Segment Open

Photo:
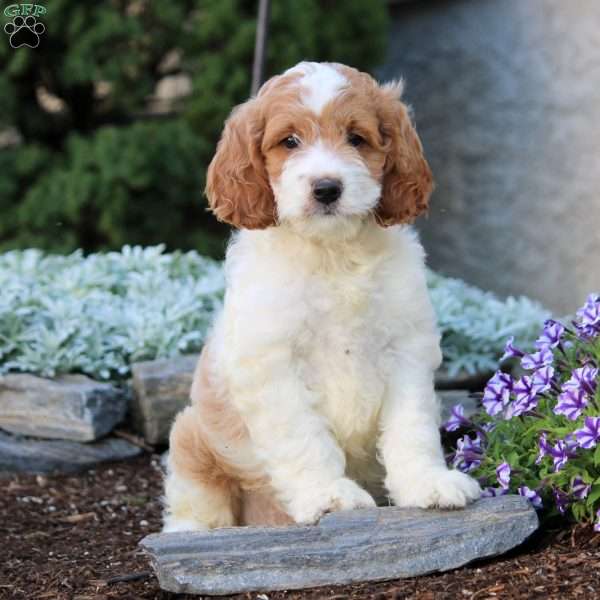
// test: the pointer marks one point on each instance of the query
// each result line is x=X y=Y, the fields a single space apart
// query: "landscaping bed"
x=76 y=538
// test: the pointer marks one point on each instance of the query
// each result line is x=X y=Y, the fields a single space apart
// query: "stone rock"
x=509 y=117
x=461 y=381
x=161 y=388
x=71 y=407
x=448 y=398
x=344 y=547
x=19 y=454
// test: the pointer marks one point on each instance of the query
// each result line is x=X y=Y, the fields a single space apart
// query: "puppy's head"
x=319 y=146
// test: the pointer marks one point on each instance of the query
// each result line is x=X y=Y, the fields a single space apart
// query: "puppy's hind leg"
x=198 y=494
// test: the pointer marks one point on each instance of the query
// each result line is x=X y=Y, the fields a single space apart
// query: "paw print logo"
x=24 y=31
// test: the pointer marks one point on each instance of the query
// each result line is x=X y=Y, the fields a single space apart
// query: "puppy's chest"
x=344 y=353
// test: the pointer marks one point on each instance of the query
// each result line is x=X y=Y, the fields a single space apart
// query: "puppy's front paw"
x=438 y=487
x=343 y=494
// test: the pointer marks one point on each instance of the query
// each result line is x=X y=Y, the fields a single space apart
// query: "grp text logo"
x=25 y=28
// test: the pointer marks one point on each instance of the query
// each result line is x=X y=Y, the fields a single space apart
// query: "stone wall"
x=506 y=95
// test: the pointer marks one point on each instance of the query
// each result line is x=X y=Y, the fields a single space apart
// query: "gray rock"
x=161 y=389
x=449 y=398
x=461 y=381
x=19 y=454
x=72 y=407
x=345 y=547
x=506 y=97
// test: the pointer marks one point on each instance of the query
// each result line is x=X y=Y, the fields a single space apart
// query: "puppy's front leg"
x=292 y=441
x=410 y=445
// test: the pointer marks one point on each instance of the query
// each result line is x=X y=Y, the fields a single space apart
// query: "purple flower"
x=469 y=453
x=551 y=335
x=537 y=360
x=589 y=317
x=531 y=495
x=561 y=499
x=571 y=404
x=497 y=393
x=490 y=492
x=579 y=488
x=544 y=447
x=510 y=351
x=585 y=379
x=457 y=418
x=589 y=434
x=560 y=453
x=503 y=475
x=526 y=390
x=589 y=313
x=541 y=379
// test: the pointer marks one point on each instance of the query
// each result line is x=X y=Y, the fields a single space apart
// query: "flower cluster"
x=538 y=434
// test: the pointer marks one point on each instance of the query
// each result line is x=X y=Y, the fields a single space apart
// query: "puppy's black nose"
x=327 y=191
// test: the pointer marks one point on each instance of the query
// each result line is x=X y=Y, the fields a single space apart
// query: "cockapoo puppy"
x=314 y=391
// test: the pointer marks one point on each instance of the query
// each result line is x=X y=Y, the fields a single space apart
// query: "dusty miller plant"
x=538 y=433
x=96 y=314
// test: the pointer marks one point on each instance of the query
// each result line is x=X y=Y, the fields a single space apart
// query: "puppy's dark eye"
x=291 y=142
x=355 y=140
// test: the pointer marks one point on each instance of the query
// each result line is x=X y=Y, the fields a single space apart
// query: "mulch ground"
x=75 y=538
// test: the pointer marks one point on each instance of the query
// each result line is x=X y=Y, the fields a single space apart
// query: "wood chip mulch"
x=75 y=538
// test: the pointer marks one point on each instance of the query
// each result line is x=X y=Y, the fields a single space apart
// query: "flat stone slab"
x=161 y=388
x=71 y=407
x=344 y=547
x=462 y=380
x=19 y=454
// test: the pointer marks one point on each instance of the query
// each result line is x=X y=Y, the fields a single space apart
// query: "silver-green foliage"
x=99 y=313
x=475 y=324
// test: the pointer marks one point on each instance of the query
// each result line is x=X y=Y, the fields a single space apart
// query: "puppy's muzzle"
x=327 y=191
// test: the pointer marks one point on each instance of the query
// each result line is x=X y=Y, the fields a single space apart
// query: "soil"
x=75 y=538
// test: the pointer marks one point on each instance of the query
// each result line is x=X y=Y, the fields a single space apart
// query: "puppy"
x=314 y=391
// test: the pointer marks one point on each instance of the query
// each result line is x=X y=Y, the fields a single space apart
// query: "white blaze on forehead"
x=321 y=83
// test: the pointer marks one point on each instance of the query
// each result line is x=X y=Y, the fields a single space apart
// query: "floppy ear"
x=407 y=180
x=237 y=184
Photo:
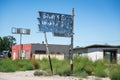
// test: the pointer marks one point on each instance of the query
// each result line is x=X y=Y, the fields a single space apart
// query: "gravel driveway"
x=28 y=75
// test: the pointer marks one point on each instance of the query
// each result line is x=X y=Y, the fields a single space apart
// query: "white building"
x=95 y=52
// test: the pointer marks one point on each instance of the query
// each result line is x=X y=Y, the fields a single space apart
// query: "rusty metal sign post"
x=21 y=31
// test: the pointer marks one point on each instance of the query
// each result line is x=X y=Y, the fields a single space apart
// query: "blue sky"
x=96 y=21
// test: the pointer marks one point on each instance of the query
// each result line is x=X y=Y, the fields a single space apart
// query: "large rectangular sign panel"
x=56 y=23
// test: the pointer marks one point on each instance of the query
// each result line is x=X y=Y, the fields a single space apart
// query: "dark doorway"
x=110 y=55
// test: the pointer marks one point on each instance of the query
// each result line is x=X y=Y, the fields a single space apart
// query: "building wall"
x=56 y=56
x=118 y=56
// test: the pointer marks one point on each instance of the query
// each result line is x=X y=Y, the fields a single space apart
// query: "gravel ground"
x=28 y=75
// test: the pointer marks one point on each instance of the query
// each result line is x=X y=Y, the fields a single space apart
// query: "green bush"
x=83 y=65
x=100 y=69
x=114 y=73
x=38 y=73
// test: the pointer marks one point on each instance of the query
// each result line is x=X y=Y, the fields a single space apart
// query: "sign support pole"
x=47 y=49
x=71 y=53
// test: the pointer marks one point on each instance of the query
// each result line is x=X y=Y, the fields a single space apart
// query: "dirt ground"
x=28 y=75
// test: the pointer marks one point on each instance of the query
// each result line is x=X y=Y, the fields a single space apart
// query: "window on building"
x=40 y=52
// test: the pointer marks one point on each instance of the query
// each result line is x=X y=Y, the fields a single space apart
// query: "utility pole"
x=71 y=52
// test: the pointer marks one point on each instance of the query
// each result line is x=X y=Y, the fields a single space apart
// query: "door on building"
x=110 y=55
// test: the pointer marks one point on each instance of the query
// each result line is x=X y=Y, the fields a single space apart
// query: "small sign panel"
x=56 y=23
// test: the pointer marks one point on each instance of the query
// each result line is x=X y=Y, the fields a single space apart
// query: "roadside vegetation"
x=83 y=67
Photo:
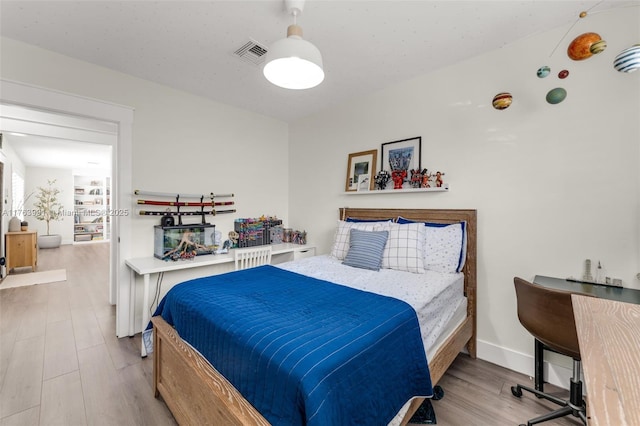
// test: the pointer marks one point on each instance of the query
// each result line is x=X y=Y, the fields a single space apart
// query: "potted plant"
x=48 y=208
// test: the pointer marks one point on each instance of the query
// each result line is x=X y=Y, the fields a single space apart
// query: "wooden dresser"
x=21 y=249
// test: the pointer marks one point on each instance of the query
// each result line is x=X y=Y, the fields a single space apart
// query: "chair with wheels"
x=252 y=257
x=548 y=315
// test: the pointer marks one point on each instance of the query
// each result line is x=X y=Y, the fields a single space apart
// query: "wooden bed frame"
x=196 y=393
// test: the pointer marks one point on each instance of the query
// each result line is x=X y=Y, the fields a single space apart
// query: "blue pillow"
x=366 y=249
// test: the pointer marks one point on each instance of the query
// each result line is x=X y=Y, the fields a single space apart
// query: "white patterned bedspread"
x=435 y=296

Segment Closed

[ASSIGNMENT] Write out the data exactly, but not its pictures.

[SOLUTION BELOW]
Photo:
// test: the pointer marks one point on each instance of the query
// each result line is x=X y=Y, the fields a single space apart
// query: "landscaping bed"
x=76 y=538
// test: the pointer marks one point on each instance of the query
// each result line is x=X y=Y, the fields a single space apart
// query: "stone rock"
x=509 y=117
x=461 y=381
x=161 y=388
x=71 y=407
x=448 y=398
x=344 y=547
x=19 y=454
// test: the pointer marks one point on each instance of the query
// each result line is x=X y=Y, the fields a single space apart
// query: "puppy's head"
x=319 y=146
// test: the pointer marks one point on each instance of the query
// each result line is x=X y=Y, the fields a single space apart
// query: "puppy's hind leg"
x=198 y=494
// test: the pointer marks one point on each instance of the query
// each result line is x=X y=Y, the fields a single space apart
// query: "paw print logo"
x=24 y=31
// test: the pointer marks one point on each instance of the query
// each result line is x=X y=Y, the fields a single space apart
// query: "puppy's chest"
x=344 y=353
// test: the pointer marks one point on each instance of the query
// each result line is x=X y=Y, the fields a single space apart
// query: "puppy's front paw"
x=438 y=487
x=343 y=494
// test: the pointer marks one point on each instance of the query
// each result line is x=X y=Y, the fields a single space apart
// query: "grp text logo"
x=25 y=28
// test: the pointer marks one point on each instance of the query
// each result line is x=X y=Y, the fields a single space apart
// query: "stone wall"
x=506 y=95
// test: the pointer marks one point on each instance of the query
// each result line is x=X y=Y, the fields a single space apart
// query: "gray rock"
x=161 y=389
x=449 y=398
x=461 y=381
x=19 y=454
x=72 y=407
x=345 y=547
x=506 y=97
// test: the pointer marks one point on each instance of the query
// each result line is x=X y=Y, the fields a single space apart
// query: "puppy's front leg"
x=292 y=441
x=410 y=445
// test: the pointer marks one point on each instance of the query
// each result line is x=X y=Y, the fields a single space apart
// query: "purple flower"
x=469 y=453
x=551 y=335
x=537 y=360
x=589 y=317
x=531 y=495
x=561 y=499
x=571 y=404
x=497 y=393
x=490 y=492
x=579 y=488
x=544 y=447
x=510 y=351
x=585 y=379
x=457 y=418
x=589 y=434
x=560 y=453
x=503 y=475
x=526 y=390
x=589 y=313
x=541 y=379
// test: the pointer marks one point on each instance of the query
// each result line is x=X y=Y, the fields a single space apart
// query: "flower cluster"
x=538 y=434
// test: the pointer marks one point on each instance of the query
// each result line is x=X y=Y, the fields a single space apart
// query: "puppy's black nose"
x=327 y=191
// test: the pointer marks one point on each instance of the query
// each result line is x=X y=Y, the fields a single space apart
// query: "cockapoo puppy"
x=314 y=391
// test: the pointer marks one point on each instance of the query
// each result line is x=X y=Y, the fields a single space apart
// query: "dusty miller plant"
x=538 y=433
x=96 y=314
// test: the pointer marks one point on each instance of the query
// each result line is x=X y=Y, the fields a single space apart
// query: "puppy's dark eye"
x=291 y=142
x=355 y=140
// test: the pointer marks one point on each instance of the query
// each result line is x=X y=Y, the fields a single space apart
// query: "mulch ground"
x=75 y=538
// test: the pointer marks one point on each instance of the query
// each result line is x=X y=Y, the fields a single space apart
// query: "wood chip mulch"
x=75 y=538
// test: the pointer marks one point on each instance of the query
// each result line is x=X y=Y, the fields a single space apart
// query: "flat stone slab"
x=161 y=388
x=71 y=407
x=344 y=547
x=462 y=380
x=19 y=454
// test: the pointer marks one point on each instance of the query
// each result line is x=X y=Y, the fields a single space apart
// query: "silver-green foliage"
x=99 y=313
x=475 y=324
// test: the pointer marks one point on each instance of the query
// each result line is x=X y=Y, the fields a single space apart
// query: "puppy's muzzle"
x=327 y=191
// test: the pointer marks one point on each instance of the query
// each result line is x=X y=Y, the fields a single space apart
// query: "soil"
x=75 y=538
// test: the pointer marks one point on each instance of the query
// each result line is x=X y=Y, the fields a single space apart
// query: "puppy"
x=314 y=391
// test: the pointer marks one point on each instance of the query
// each result line is x=X y=Y, the fields a single space apart
// query: "white blaze on forehead"
x=321 y=83
// test: the pointer marks one point on each instance of the query
// each result line is x=X y=Y, the fields a single space apart
// query: "floppy ear"
x=407 y=180
x=237 y=184
Photo:
// test: the pointer marks one point on each instance of the query
// each result line is x=X y=Y, the fields a single space apart
// query: "gravel driveway"
x=28 y=75
// test: the pointer marks one point on each instance of the query
// each result line is x=X y=Y, the fields a single space apart
// query: "white building"
x=95 y=52
// test: the pointer marks one point on each instance of the query
// each result line is x=X y=Y, the fields a single space apart
// query: "rusty metal sign post"
x=21 y=31
// test: the pointer marks one point on each instance of the query
// each result line is x=X y=Y, the fields a single space apart
// query: "blue sky"
x=96 y=21
// test: the pointer marks one point on each instance of the query
// each result line is x=X y=Y, the fields a single space apart
// query: "large rectangular sign panel"
x=56 y=23
// test: the pointer marks one point on each instance of the query
// each result line is x=X y=Y, the fields a single space apart
// query: "dark doorway"
x=110 y=55
// test: the pointer marks one point on each instance of the query
// each result line is x=X y=Y, the fields a single space apart
// query: "building wall"
x=56 y=56
x=118 y=56
// test: the pointer marks one point on each instance of the query
// each result line is x=X y=Y, the fields a single space apart
// query: "gravel ground"
x=28 y=75
// test: the pointer marks one point on each instance of the query
// each result line is x=X y=Y, the fields a single space apart
// query: "green bush"
x=83 y=65
x=100 y=69
x=114 y=73
x=38 y=73
// test: the pointer marks one point on each instance of the query
// each result line is x=X y=Y, the fields a single space apart
// query: "sign support pole"
x=47 y=49
x=71 y=53
// test: the pointer marks one point on each instance of the query
// each result line is x=X y=Y, the fields a single space apart
// query: "dirt ground"
x=28 y=75
// test: the pointer marks one point on each instance of the query
// each result line is x=X y=Y, the fields a single space apart
// query: "window on building"
x=40 y=52
// test: the pointer marks one point on each instance of the query
// each result line is x=X y=Y, the fields a single space apart
// query: "utility pole"
x=71 y=52
// test: the pointer marks one point on each instance of the query
// each result line is x=X y=Y, the fields a single space apart
// query: "door on building"
x=110 y=55
// test: the pointer marks one point on each instance of the query
// each result line is x=X y=Y, the fields a single space apart
// query: "small sign panel"
x=56 y=23
// test: the pointer marks one point on each instance of the query
// each result line is x=X y=Y, the fields a single space apart
// query: "roadside vegetation"
x=83 y=67
Photo:
// test: the pointer marks one point on each instance of the query
// each result line is x=X y=Y, the fields a single space apart
// query: "potted plant"
x=48 y=208
// test: the pointer marks one point on each instance of the query
// each result line is x=X y=Y, the fields a single space apart
// query: "wooden dresser"
x=21 y=249
// test: the pointer marks one point on each instance of the query
// each result line is x=X y=Y, the fields a single space apart
// query: "chair with wheels"
x=252 y=257
x=548 y=315
// test: the pointer marks one point on each instance of the query
// each result line is x=X y=Y, the fields a single space apart
// query: "wooden bed frame"
x=196 y=393
// test: the pointer marks one point on each instance of the query
// each result line is x=X y=Y, the fields a single space apart
// query: "blue pillow"
x=366 y=249
// test: the pointer marks one point on each instance of the query
// each result line is x=X y=Y, the fields a single space apart
// query: "white patterned bedspread"
x=435 y=296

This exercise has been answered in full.